━━━━━ DATASET EXTRACT ━━━━━

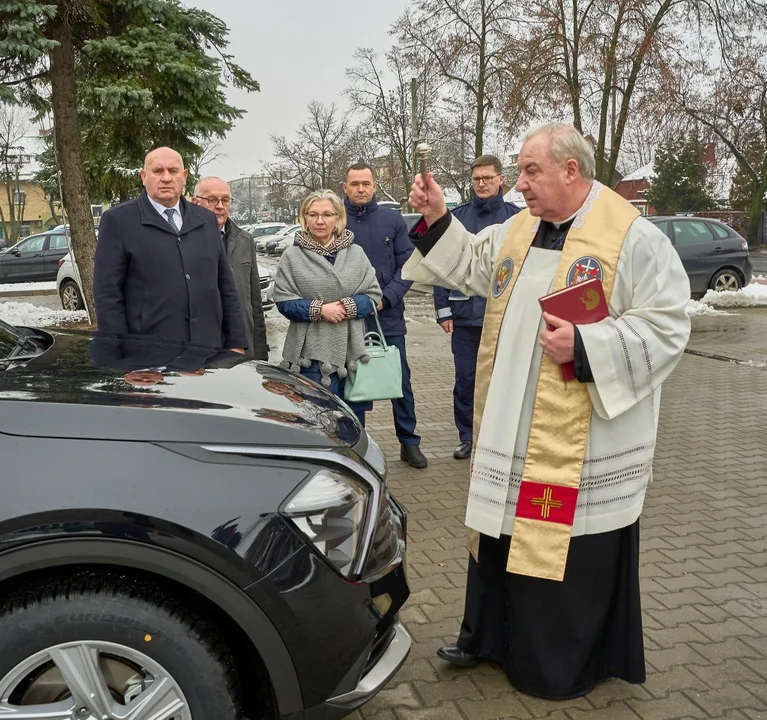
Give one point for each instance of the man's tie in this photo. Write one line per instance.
(169, 213)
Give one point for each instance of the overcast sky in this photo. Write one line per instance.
(298, 50)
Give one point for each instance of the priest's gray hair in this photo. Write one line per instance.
(338, 207)
(566, 144)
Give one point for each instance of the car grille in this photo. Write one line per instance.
(382, 641)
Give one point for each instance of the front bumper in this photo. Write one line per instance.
(374, 680)
(388, 664)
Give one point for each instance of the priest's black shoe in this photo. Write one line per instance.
(463, 451)
(455, 656)
(413, 456)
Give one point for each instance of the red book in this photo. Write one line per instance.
(579, 304)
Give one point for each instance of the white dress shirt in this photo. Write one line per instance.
(162, 208)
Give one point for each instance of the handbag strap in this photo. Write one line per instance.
(380, 331)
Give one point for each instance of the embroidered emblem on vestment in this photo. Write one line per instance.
(585, 268)
(502, 276)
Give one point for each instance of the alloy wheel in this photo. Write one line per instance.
(727, 281)
(91, 681)
(70, 300)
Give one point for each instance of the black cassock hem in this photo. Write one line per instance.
(558, 640)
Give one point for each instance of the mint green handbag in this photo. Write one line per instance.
(381, 377)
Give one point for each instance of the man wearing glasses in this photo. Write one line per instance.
(460, 315)
(214, 194)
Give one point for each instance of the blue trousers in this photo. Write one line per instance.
(313, 372)
(403, 408)
(465, 345)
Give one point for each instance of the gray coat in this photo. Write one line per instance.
(242, 259)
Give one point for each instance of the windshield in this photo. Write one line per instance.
(9, 339)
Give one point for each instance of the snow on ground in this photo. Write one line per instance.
(23, 287)
(753, 295)
(33, 316)
(695, 308)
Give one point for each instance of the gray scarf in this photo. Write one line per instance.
(304, 273)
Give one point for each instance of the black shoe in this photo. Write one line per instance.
(413, 456)
(455, 656)
(463, 451)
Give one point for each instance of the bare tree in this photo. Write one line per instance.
(731, 102)
(382, 95)
(467, 42)
(594, 60)
(13, 158)
(318, 155)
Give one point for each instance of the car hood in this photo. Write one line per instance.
(145, 390)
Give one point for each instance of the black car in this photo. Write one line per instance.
(713, 254)
(186, 535)
(33, 259)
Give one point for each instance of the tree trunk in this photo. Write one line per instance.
(755, 213)
(70, 156)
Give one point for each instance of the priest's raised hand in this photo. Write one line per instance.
(427, 198)
(558, 343)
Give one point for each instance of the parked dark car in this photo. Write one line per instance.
(33, 259)
(188, 535)
(713, 254)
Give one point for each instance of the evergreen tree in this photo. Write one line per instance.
(120, 77)
(680, 183)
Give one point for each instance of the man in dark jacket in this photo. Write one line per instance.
(160, 267)
(214, 194)
(382, 234)
(460, 315)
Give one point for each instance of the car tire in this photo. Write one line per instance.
(726, 279)
(97, 643)
(71, 297)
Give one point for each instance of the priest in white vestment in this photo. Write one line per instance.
(560, 468)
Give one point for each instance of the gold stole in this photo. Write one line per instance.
(562, 411)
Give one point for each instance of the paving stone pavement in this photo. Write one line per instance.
(704, 550)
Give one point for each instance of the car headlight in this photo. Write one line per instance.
(375, 457)
(330, 510)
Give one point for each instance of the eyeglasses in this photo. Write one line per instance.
(226, 202)
(484, 179)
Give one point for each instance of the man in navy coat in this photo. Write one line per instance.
(383, 235)
(161, 268)
(460, 315)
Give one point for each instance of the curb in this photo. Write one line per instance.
(27, 293)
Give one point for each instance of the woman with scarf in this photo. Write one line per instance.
(326, 287)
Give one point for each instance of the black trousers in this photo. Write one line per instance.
(557, 640)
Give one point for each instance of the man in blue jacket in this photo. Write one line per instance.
(460, 315)
(383, 235)
(161, 268)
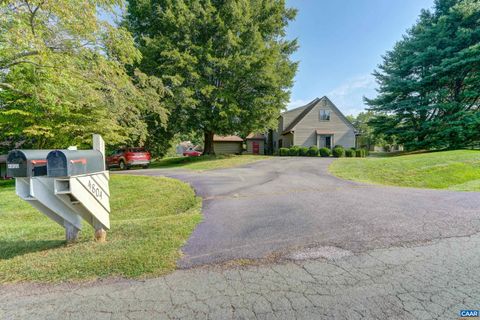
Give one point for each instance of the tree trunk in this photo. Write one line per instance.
(208, 144)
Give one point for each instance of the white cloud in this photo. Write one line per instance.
(348, 96)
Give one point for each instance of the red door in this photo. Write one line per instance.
(255, 147)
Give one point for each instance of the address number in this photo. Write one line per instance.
(95, 190)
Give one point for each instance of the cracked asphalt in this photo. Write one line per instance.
(282, 204)
(432, 281)
(325, 248)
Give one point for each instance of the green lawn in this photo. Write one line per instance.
(454, 170)
(207, 162)
(151, 219)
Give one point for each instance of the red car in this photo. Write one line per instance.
(190, 152)
(128, 157)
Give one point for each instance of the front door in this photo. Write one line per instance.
(325, 141)
(256, 147)
(328, 142)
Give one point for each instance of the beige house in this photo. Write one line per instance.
(3, 166)
(319, 123)
(227, 144)
(255, 143)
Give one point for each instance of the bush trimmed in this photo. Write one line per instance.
(302, 151)
(338, 152)
(325, 152)
(283, 152)
(349, 153)
(312, 151)
(293, 151)
(360, 153)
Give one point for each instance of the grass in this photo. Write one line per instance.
(151, 219)
(207, 162)
(455, 170)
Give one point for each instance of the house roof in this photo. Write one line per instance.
(256, 136)
(302, 115)
(227, 139)
(309, 108)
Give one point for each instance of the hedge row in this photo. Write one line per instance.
(337, 152)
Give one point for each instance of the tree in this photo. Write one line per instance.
(429, 91)
(63, 76)
(368, 137)
(227, 62)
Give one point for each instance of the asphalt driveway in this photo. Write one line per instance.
(274, 207)
(342, 251)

━━━━━

Arrange all of the data above as a Markdown table with the columns "Row" and "Line," giving each line a row number and leaving out blank lines and the pictures.

- **WRITTEN SOLUTION**
| Row | Line |
|---|---|
| 1 | Give one point for each instance of the man's tie in this photo. Write one line per instance. |
| 2 | (169, 213) |
| 3 | Give one point for each instance of the overcast sky in this photo. Write one line per instance. |
| 4 | (298, 50) |
| 5 | Give one point for each instance of the priest's gray hair in this photo. Write one line per instance. |
| 6 | (338, 207) |
| 7 | (566, 144) |
| 8 | Give one point for each instance of the car grille in this photo. Write one line per instance. |
| 9 | (382, 641) |
| 10 | Give one point for each instance of the front bumper in this photo. Write one line per instance. |
| 11 | (374, 680) |
| 12 | (388, 664) |
| 13 | Give one point for each instance of the priest's black shoe in this photo. Write one line per instance. |
| 14 | (463, 451) |
| 15 | (455, 656) |
| 16 | (413, 456) |
| 17 | Give one point for each instance of the red book in this photo. Write one line per instance. |
| 18 | (579, 304) |
| 19 | Give one point for each instance of the white dress shirt in this photo. Write one line per instance. |
| 20 | (162, 208) |
| 21 | Give one point for each instance of the handbag strap in this photo. Write one line per instance. |
| 22 | (380, 331) |
| 23 | Give one point for each instance of the embroidered emblem on vestment in this photo. Write one line per instance. |
| 24 | (585, 268) |
| 25 | (502, 276) |
| 26 | Give one point for each instance of the alloy wheel in this photo. Write one line per instance. |
| 27 | (727, 281) |
| 28 | (91, 681) |
| 29 | (70, 300) |
| 30 | Give one point for each instance of the black cassock hem in this photo. Write one line per instance. |
| 31 | (558, 640) |
| 32 | Give one point for each instance of the mint green handbag in this photo. Write one line per instance. |
| 33 | (381, 377) |
| 34 | Give one point for each instance of the man wearing glasses in this photo. Write one line per instance. |
| 35 | (460, 315) |
| 36 | (214, 194) |
| 37 | Give one point for each instance of the blue trousers in this photo. Write one line per instance. |
| 38 | (313, 372) |
| 39 | (403, 408) |
| 40 | (465, 345) |
| 41 | Give one point for each instance of the gray coat in this photo. Write one line per instance. |
| 42 | (242, 259) |
| 43 | Give one point for each instance of the windshield in this photo. Write one line per instance. |
| 44 | (9, 339) |
| 45 | Give one point for each instance of the snow on ground in this photo. Write one line per instance. |
| 46 | (23, 287) |
| 47 | (753, 295) |
| 48 | (33, 316) |
| 49 | (695, 308) |
| 50 | Give one point for each instance of the gray scarf in this photo. Write one line per instance. |
| 51 | (304, 273) |
| 52 | Give one point for each instance of the black shoe in this photo. Write one line per instance. |
| 53 | (413, 456) |
| 54 | (455, 656) |
| 55 | (463, 451) |
| 56 | Give one point for each instance of the bare tree in this photo. Write one line per instance. |
| 57 | (731, 102) |
| 58 | (382, 95) |
| 59 | (467, 42) |
| 60 | (594, 60) |
| 61 | (13, 158) |
| 62 | (318, 155) |
| 63 | Give one point for each instance of the car hood in this photo. Write one line per instance. |
| 64 | (145, 390) |
| 65 | Give one point for each instance of the black car in this photo. Write one line per instance. |
| 66 | (713, 254) |
| 67 | (186, 535) |
| 68 | (33, 259) |
| 69 | Give one point for each instance of the tree trunk in this photo. Write one line per instance. |
| 70 | (755, 213) |
| 71 | (70, 156) |
| 72 | Give one point for each instance of the priest's raised hand in this photo. Write one line per instance. |
| 73 | (427, 198) |
| 74 | (558, 343) |
| 75 | Give one point for each instance of the parked dark car in this photo. Write one line per instance. |
| 76 | (33, 259) |
| 77 | (188, 535) |
| 78 | (713, 254) |
| 79 | Give one point for each instance of the evergreen tree in this photo. Write one line per instance. |
| 80 | (120, 77) |
| 81 | (680, 183) |
| 82 | Give one point for each instance of the man in dark jacket in this photo. Write one line per instance. |
| 83 | (160, 267) |
| 84 | (214, 194) |
| 85 | (382, 234) |
| 86 | (460, 315) |
| 87 | Give one point for each instance of the car tire in this photo. Write one line per instance. |
| 88 | (726, 279) |
| 89 | (97, 643) |
| 90 | (71, 297) |
| 91 | Give one point for each instance of the priest in white vestment in this photo. Write one line per instance. |
| 92 | (560, 468) |
| 93 | Give one point for each instance of the gold stole in this photo. Write one line per instance. |
| 94 | (562, 411) |
| 95 | Give one point for each instance of the paving stone pavement in this photo. Write one line per instance. |
| 96 | (704, 550) |
| 97 | Give one point for each instance of the car headlight in this photo. Write one line per instance. |
| 98 | (375, 457) |
| 99 | (330, 510) |
| 100 | Give one point for each instance of the eyeglasses in this photo. Write one line per instance. |
| 101 | (226, 202) |
| 102 | (484, 179) |
| 103 | Give one point for each instance of the man in navy coat in this photo. Write one line per instance. |
| 104 | (383, 235) |
| 105 | (161, 268) |
| 106 | (460, 315) |
| 107 | Give one point for each instance of the curb in this photo. Write one line per instance. |
| 108 | (27, 293) |
| 109 | Give one point for each instance of the woman with scarf in this photo. Write one line per instance. |
| 110 | (326, 287) |
| 111 | Give one point for each instance of the black trousers in this photo. Write one line per instance. |
| 112 | (557, 640) |
| 113 | Give one point for each instance of the man in blue jacket in this photo. Write one line per instance. |
| 114 | (460, 315) |
| 115 | (383, 235) |
| 116 | (161, 268) |
| 117 | Give one point for each instance of the tree trunk in this photo. Write one line per instance. |
| 118 | (208, 144) |
| 119 | Give one point for each instance of the white cloud in this photo. Write one line per instance. |
| 120 | (348, 96) |
| 121 | Give one point for each instance of the red door in this photo. Write one line per instance. |
| 122 | (255, 147) |
| 123 | Give one point for each instance of the address number in this photo. Write one line per instance. |
| 124 | (95, 190) |
| 125 | Give one point for each instance of the cracked asphalt in this photo. Write one line per instance. |
| 126 | (282, 204) |
| 127 | (432, 281) |
| 128 | (325, 248) |
| 129 | Give one point for each instance of the green lawn in this photo. Write one line per instance. |
| 130 | (454, 170) |
| 131 | (207, 162) |
| 132 | (151, 219) |
| 133 | Give one point for each instance of the red car in this photo. Write one line per instance. |
| 134 | (190, 152) |
| 135 | (128, 157) |
| 136 | Give one point for each instance of the front door in this photo. Write one line per instance. |
| 137 | (325, 141) |
| 138 | (256, 147) |
| 139 | (328, 142) |
| 140 | Give one point for each instance of the beige house in this photo. Write one line per instance. |
| 141 | (3, 166) |
| 142 | (319, 123) |
| 143 | (227, 144) |
| 144 | (255, 143) |
| 145 | Give one point for each instance of the bush trimmed in this photo. Write one line per instance. |
| 146 | (302, 151) |
| 147 | (338, 152) |
| 148 | (325, 152) |
| 149 | (283, 152) |
| 150 | (349, 153) |
| 151 | (312, 151) |
| 152 | (293, 151) |
| 153 | (360, 153) |
| 154 | Give one point for each instance of the grass in this photo. Write one line per instance. |
| 155 | (151, 219) |
| 156 | (207, 162) |
| 157 | (455, 170) |
| 158 | Give one point for each instance of the house roof in this photo. Write one line per instance. |
| 159 | (256, 136) |
| 160 | (302, 115) |
| 161 | (227, 139) |
| 162 | (309, 108) |
| 163 | Give one point for each instance of the hedge row in this photo. Write one line per instance. |
| 164 | (337, 152) |
| 165 | Give one point for each instance of the tree in this photo. Write one line per instance. |
| 166 | (429, 91) |
| 167 | (63, 76) |
| 168 | (368, 137) |
| 169 | (227, 62) |
| 170 | Give one point for each instance of the asphalt driveway in this photo. Write one line per instance. |
| 171 | (274, 207) |
| 172 | (342, 251) |